REQUIREMENTS:
(1) From the Star Trek forum text below, list every episode title that is set in quotation marks, naming each title once.
(2) Decide whether each statement agrees with the Star Trek forum text below. Answer yes or no for each, and quote the deciding words of the text.
(a) The Charts relied on onscreen maps first and on dialogue second.
(b) Members of the "real team" drew borders on their maps.
(c) By Guinan's own account, she was on the El-Aurian world when it was assimilated.
(3) Return the passage of the Star Trek forum text below without alteration, starting with "The Borg also" and going on through "to testify much.".

No, you have not offended me. It's just that when discussing Star Trek, it becomes very unpleasant, very Sisyphean, for me.
 
I can see how that might be. :) (And I guess that's where the fun is in it for me - the work of a Trek apologist is never done! :p)

The Charts tried to be as inclusive of evidence as possible, mainly as regards onscreen maps and secondly as regards dialogue (because the latter is slightly more malleable - the audience can endlessly interpret what it hears, but what is seen is seen and sticks to the occipital lobe). One aspect of this is that you can even overlay the Probert map from "Conspiracy" on the Alpha/Beta area, after a fashion, with the major highlights falling in place whenever possible, meaning chiefly the fictional highlights. That something like this is even remotely possible suggests that the people working on Trek cartography for real had at least some sort of a mutual understanding from "Conspiracy" on, placing Klingons and Romulans and Cardassians consistently where they are in relation to Earth. But nobody in the "real team" ever drew borders. Just the occasional Zone or two...

Timo Saloniemi
 
The Borg issue ties to the maps issue in many ways. Space simply is vast, and a lot of it remains unexplored by UFP parties - endless rumors no doubt abound, and only a certain percentage turn out to be true. The Borg just stand out because what was "known" about them in the 2340s turned out to be more or less true in the 2360s, whereas several other such "knowns" proved to be misunderstandings, hoaxes or enduring mysteries...

The Borg also move across the map at will. Beelines matter little to them, at the speeds they utilize: that they would head straight for Earth one day does not mean they wouldn't head equally straight for Romulus some other day. And if they did, would Romulans be eager to tell?



Among the refugees was Guinan, who by her own words never was on the El-Aurian (home?)world when it got assimilated, and supposedly never saw the Borg in action. Quite possibly everybody who managed to flee would be similarly unable to testify much.

El-Aurian ships were not seen, unless El-Aurians give their ships human names (as one of the refugee ships was named Robert Fox, not mentioned in dialogue but glimpsed in the graphics). Sensor sweeps thus might never have reached Earth.

Yet Guinana recognised the Borg ship in QWho and the Borg and Seven at age 4 on Earth was playing with a Borg ship


Or were so obscure that several hours of searching at Data speeds would reveal nothing relevant. Nothing would be listed under "Borg", after all, while overwhelming amounts of data might exist on "scary cyborgs".



Basically all we know about the Borg comes from VOY - anything the TNG thought they knew has turned out to have been a misunderstanding. And VOY "Child's Play" shows the Borg toying with civilizations to stimulate them into developing better and better countermeasures, which will be harvested in due time; what we see in "BoBW" would appear to match that mode of operations pretty well, with lots of pitched battles with Starfleet even when the Borg could simply ignore Starfleet and go assimilate Earth at their leisure.

DATA LINES:
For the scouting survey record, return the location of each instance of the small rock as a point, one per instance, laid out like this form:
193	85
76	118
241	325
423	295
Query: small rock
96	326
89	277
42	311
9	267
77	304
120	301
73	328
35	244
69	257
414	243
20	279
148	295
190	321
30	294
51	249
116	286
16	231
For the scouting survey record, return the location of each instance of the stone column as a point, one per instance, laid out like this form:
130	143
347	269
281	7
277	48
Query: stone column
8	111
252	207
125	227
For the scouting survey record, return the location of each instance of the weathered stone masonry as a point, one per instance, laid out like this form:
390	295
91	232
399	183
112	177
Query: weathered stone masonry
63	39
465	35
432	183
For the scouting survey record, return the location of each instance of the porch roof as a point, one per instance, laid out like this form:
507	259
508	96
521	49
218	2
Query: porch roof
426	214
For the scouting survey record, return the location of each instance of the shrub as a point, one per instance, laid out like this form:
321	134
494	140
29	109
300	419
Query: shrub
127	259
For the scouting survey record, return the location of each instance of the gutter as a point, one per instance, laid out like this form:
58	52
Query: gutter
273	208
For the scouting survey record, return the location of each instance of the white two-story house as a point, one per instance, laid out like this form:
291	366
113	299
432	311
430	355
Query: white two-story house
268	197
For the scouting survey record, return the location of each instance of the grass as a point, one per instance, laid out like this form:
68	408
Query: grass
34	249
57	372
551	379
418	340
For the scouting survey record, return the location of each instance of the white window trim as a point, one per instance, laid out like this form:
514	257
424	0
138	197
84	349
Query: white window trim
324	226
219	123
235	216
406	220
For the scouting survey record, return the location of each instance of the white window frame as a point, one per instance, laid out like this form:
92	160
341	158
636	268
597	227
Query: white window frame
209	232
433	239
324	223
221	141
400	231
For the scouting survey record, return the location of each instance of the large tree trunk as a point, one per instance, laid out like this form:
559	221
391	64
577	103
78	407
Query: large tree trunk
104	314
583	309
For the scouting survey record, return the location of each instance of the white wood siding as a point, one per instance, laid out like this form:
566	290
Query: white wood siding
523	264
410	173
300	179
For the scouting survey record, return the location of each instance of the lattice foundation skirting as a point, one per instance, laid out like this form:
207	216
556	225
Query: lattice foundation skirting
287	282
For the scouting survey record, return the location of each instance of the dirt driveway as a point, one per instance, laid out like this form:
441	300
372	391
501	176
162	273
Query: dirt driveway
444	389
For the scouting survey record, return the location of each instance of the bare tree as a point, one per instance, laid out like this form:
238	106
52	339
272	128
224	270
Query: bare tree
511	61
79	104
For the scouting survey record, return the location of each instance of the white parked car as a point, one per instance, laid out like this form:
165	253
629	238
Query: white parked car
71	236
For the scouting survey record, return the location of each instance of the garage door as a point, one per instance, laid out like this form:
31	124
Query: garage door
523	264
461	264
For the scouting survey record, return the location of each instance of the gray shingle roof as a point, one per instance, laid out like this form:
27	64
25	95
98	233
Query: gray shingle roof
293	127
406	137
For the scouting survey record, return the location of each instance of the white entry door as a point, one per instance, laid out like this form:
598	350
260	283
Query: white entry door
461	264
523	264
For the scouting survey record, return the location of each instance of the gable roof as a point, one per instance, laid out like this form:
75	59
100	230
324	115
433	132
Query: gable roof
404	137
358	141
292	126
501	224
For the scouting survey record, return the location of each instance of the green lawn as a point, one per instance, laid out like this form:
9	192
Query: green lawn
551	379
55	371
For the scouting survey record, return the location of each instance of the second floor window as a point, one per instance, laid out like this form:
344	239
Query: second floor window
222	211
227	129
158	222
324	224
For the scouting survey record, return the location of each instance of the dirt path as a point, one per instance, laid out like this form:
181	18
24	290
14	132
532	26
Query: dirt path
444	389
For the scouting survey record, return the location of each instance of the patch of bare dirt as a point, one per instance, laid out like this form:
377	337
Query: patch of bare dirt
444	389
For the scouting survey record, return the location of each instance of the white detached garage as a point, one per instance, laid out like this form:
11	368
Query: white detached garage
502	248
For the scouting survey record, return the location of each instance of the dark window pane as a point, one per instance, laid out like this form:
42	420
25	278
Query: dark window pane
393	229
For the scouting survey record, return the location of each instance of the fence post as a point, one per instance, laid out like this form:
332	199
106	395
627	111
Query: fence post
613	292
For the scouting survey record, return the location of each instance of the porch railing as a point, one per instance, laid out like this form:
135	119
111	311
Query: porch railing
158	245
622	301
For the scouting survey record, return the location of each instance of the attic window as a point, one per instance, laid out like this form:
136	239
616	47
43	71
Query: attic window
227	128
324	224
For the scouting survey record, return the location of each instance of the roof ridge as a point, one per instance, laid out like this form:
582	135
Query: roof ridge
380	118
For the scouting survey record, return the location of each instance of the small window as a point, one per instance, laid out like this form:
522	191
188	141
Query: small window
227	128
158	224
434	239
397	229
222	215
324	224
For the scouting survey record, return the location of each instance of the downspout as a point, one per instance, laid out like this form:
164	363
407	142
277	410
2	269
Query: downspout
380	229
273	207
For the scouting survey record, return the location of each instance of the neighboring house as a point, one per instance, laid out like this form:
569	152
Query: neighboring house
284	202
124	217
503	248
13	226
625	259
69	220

ANSWERS GIVEN:
(1) "Conspiracy", "Child's Play", "BoBW"

(2)
(a) Yes: "mainly as regards onscreen maps and secondly as regards dialogue"
(b) No: "But nobody in the "real team" ever drew borders."
(c) No: "who by her own words never was on the El-Aurian (home?)world when it got assimilated"

(3)
The Borg also move across the map at will. Beelines matter little to them, at the speeds they utilize: that they would head straight for Earth one day does not mean they wouldn't head equally straight for Romulus some other day. And if they did, would Romulans be eager to tell?



Among the refugees was Guinan, who by her own words never was on the El-Aurian (home?)world when it got assimilated, and supposedly never saw the Borg in action. Quite possibly everybody who managed to flee would be similarly unable to testify much.